- [TAREFAS DO EXERCÍCIO]
1. De acordo com o excerto da página sobre The Evil Within, em que versão do jogo foi feita a análise?
2. Indique se cada afirmação está de acordo com o excerto da página sobre The Evil Within, respondendo sim ou não e citando as palavras do texto que o decidem. (a) O patch permite jogar a 60fps na versão PC. (b) O filtro de grão esconde por completo as imperfeições gráficas. (c) Os bons momentos do jogo passam-se geralmente em espaços abertos.

- [EXCERTO DA PÁGINA]
* * *
Mas nem tudo é mau em The Evil Within. Há realmente bons momentos no jogo, onde o título nos deixa utilizar as várias mecânicas, seja a usar armadilhas pertencentes ao local onde estamos ou a usar as nossas armas de maneira inventiva. Geralmente em espaços abertos onde conseguimos planear o que pretendemos fazer. Mas com muita pena nossa, isto não acontece vezes suficientes. Preferiríamos jogar estes cenários durante o jogo todo, invés de meia dúzia deles espalhados pelo título.

 

Graficamente, o título é inconsistente. Felizmente, na versão PC (na qual jogámos), e graças ao patch lançado entretanto, já é possível jogar a 60fps e sem Letterbox, o que melhora consideravelmente a experiência. Mas não há bela sem senão. O modo arranjado para retirar a Letterbox foi simplesmente fazer zoom à imagem. Ficamos então com Sebastian a ocupar metade do ecrã. Felizmente a internet existe e, rapidamente, encontramos uma solução para alterar a câmara de maneira a controlar a personagem a uma distância adequada. Mas isto não deveria ser necessário e não nos parece complicado incluir um slider para o Field of View. Os efeitos de luz conseguem ser maravilhosos mas acabam por contrastar com os modelos geométricos usados em objectos, carros e personagens, que conseguem ser bastante pobres. E mesmo as texturas de baixa resolução, que em espaços abertos conseguem parecer satisfatórias, deixam de o ser quando a acção é passada dentro de quatro paredes e se torna impossível de esconder o quão pobre são. A forma que os developers encontraram para esconder estas imperfeições e tornar o jogo mais coeso graficamente foi a implementação de um filtro de grão, que acaba por ser mesmo assim, insuficiente.

Pode-se dizer que The Evil Within é como uma colectânea de vários jogos de Survival Horror, inimigos “inspirados” por outras séries e mecânicas de títulos anteriores de Shiji Mikami. Elementos forçados a conviver num só jogo, velhas ideias reformuladas e coladas umas às outras na tentativa de criar algo novo. Um Greatest Hits com alguns êxitos, mas encaixados entre faixas que já ninguém consegue ouvir.
* * *
- [DADOS DO EXERCÍCIO]
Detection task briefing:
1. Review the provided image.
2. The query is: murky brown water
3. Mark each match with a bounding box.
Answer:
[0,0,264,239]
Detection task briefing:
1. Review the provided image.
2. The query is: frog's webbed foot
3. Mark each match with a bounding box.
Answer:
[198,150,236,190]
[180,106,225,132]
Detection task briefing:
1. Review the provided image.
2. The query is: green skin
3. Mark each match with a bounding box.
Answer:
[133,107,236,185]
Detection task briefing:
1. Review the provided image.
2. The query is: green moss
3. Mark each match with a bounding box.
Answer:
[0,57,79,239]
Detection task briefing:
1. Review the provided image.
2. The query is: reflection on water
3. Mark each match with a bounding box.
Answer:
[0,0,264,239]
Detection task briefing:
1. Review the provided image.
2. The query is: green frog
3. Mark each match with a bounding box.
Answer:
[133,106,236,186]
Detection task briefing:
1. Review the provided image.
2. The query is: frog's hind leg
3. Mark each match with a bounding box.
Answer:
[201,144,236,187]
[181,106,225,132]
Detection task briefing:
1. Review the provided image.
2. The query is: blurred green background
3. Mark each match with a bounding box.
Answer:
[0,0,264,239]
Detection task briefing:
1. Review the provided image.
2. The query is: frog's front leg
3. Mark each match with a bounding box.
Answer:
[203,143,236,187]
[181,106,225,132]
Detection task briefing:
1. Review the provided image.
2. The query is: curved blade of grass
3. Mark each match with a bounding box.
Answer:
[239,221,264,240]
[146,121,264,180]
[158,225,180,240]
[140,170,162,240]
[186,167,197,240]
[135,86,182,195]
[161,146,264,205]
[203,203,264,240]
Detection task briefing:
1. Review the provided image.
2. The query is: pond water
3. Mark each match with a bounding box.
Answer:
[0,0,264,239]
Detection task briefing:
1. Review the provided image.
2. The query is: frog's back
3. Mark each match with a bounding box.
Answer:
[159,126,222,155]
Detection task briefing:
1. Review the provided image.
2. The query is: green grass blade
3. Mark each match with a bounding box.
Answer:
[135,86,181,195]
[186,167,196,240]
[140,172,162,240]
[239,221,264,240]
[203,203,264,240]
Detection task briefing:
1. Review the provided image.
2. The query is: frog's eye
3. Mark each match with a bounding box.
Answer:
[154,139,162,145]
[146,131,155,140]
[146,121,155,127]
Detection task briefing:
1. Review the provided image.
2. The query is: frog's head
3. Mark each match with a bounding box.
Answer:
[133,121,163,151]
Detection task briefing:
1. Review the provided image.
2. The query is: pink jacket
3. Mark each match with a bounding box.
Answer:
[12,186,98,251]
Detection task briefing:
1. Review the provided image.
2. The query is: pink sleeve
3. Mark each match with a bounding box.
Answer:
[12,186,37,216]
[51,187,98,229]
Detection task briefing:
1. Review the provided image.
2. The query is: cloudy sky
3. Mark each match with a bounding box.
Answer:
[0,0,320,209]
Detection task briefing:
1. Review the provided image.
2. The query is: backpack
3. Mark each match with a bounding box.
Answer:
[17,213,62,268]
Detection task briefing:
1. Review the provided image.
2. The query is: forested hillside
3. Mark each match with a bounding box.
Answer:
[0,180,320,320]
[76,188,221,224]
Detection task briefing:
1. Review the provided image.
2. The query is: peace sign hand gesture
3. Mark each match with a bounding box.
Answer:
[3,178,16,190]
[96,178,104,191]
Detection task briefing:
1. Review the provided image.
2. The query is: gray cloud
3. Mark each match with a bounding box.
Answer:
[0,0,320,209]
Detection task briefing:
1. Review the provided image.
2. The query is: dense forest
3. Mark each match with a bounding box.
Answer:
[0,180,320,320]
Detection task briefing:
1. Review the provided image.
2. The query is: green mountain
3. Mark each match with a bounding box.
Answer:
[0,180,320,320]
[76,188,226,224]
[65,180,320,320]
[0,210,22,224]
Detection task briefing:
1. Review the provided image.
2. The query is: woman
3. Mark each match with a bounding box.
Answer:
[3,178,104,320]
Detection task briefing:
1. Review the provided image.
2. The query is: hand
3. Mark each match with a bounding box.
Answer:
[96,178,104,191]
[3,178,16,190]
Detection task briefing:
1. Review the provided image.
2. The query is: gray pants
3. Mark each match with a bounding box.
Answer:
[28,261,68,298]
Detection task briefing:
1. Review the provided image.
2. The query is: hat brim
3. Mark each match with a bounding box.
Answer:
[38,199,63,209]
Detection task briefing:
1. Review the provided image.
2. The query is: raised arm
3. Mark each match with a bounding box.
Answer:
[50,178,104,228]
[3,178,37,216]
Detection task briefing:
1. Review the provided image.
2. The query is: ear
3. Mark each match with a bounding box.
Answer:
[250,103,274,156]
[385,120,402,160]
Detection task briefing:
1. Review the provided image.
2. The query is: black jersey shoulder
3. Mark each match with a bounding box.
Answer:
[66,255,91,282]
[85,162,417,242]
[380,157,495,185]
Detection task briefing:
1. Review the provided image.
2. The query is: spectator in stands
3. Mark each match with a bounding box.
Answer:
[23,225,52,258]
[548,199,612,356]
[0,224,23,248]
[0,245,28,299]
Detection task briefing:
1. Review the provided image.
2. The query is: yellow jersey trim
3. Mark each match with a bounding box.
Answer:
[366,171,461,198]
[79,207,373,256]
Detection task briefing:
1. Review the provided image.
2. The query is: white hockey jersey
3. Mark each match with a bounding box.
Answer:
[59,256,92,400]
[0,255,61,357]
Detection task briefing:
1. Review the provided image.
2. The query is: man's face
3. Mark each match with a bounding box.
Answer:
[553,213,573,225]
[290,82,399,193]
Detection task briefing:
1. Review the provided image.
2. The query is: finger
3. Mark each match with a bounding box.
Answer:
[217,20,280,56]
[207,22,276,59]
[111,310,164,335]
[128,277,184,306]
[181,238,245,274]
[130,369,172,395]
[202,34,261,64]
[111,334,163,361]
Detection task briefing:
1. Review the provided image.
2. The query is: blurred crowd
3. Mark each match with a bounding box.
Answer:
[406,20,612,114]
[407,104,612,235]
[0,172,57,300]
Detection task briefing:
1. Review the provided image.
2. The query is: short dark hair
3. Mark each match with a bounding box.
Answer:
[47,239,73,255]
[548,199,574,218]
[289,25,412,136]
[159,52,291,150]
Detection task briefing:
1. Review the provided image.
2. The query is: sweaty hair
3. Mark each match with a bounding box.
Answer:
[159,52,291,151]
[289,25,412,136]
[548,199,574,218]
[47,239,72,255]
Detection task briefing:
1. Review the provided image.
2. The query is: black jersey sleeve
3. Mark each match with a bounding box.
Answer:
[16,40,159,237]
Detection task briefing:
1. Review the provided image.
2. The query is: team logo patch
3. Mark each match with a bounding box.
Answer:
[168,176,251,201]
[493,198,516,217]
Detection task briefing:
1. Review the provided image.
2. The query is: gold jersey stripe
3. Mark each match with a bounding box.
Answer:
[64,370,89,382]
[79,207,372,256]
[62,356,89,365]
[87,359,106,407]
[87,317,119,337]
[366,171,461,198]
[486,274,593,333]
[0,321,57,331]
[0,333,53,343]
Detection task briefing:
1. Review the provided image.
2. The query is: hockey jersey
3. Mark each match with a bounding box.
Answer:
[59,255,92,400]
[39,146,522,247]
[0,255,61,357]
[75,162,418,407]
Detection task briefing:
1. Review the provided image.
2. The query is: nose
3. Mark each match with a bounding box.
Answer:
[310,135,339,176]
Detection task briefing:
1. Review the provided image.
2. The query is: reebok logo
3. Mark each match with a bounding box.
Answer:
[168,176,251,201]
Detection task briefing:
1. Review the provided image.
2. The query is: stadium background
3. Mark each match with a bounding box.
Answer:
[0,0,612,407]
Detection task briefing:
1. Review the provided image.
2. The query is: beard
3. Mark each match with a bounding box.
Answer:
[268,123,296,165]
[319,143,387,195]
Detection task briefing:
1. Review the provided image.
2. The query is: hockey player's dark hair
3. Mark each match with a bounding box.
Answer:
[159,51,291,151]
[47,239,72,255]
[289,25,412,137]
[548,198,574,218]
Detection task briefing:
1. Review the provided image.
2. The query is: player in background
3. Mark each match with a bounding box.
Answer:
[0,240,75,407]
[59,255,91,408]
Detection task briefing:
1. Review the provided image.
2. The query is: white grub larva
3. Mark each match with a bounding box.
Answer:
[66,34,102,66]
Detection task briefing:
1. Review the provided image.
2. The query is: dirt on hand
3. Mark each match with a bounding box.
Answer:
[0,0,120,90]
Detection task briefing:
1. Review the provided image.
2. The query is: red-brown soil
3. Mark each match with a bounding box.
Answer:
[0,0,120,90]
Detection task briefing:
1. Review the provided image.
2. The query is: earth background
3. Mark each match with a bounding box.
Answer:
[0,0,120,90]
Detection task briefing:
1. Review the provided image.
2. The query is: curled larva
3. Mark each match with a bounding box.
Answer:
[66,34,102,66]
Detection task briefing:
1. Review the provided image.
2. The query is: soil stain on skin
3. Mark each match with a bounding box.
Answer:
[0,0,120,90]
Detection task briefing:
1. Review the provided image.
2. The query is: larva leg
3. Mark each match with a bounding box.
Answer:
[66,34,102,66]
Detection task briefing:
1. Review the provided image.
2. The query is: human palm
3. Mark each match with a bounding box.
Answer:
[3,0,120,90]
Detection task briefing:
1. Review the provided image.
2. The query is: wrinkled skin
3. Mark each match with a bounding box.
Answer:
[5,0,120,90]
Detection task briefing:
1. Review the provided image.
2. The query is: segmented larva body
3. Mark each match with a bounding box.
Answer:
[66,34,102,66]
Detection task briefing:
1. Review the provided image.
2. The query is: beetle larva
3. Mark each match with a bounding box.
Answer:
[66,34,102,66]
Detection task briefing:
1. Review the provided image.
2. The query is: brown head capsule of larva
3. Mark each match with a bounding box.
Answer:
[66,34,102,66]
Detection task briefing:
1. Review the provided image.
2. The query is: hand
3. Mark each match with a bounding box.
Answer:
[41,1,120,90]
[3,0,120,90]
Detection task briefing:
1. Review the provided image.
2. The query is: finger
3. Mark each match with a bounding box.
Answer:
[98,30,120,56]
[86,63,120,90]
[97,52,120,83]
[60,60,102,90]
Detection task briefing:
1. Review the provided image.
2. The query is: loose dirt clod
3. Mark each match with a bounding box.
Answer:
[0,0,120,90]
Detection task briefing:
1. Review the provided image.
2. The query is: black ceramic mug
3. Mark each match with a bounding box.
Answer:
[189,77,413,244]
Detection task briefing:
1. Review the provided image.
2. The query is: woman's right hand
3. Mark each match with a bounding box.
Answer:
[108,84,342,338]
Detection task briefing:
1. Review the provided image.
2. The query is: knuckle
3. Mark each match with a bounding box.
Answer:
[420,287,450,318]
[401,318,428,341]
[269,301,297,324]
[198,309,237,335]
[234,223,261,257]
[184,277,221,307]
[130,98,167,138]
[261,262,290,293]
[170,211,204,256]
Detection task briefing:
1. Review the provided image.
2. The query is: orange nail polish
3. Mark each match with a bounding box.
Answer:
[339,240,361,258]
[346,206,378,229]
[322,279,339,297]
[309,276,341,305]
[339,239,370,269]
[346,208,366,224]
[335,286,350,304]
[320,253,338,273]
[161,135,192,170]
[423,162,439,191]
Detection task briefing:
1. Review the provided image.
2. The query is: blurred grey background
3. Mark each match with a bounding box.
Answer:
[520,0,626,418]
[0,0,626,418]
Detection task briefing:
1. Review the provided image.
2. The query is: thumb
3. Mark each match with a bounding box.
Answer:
* * *
- [RESULTADOS ESPERADOS]
1. Na versão PC.

2.
(a) Sim: "já é possível jogar a 60fps e sem Letterbox".
(b) Não: "que acaba por ser mesmo assim, insuficiente".
(c) Sim: "Geralmente em espaços abertos onde conseguimos planear o que pretendemos fazer".